-------- PROVIDED MATERIAL --------
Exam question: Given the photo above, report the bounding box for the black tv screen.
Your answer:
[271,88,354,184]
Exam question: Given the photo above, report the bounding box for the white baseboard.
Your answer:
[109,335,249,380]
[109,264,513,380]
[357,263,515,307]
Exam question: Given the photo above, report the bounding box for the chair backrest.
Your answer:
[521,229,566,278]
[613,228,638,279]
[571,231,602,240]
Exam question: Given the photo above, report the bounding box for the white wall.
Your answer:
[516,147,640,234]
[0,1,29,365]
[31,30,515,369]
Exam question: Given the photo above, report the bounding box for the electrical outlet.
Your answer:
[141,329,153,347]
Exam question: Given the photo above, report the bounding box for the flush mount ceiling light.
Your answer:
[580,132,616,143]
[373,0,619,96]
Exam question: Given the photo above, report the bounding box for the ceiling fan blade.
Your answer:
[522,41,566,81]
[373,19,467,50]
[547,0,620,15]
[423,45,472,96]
--------
* WHAT IS REQUIRED:
Please reproduce the material above word for word, starting from its first line and going up to and including the line containing "[357,263,515,307]".

* FULL OUTPUT:
Exam question: Given the photo above, report the bounding box for the black tv screen.
Your answer:
[271,88,354,184]
Exam question: Given the photo above, report the bounding box for the white baseboard.
Your answer:
[109,335,249,380]
[109,264,513,380]
[357,263,515,307]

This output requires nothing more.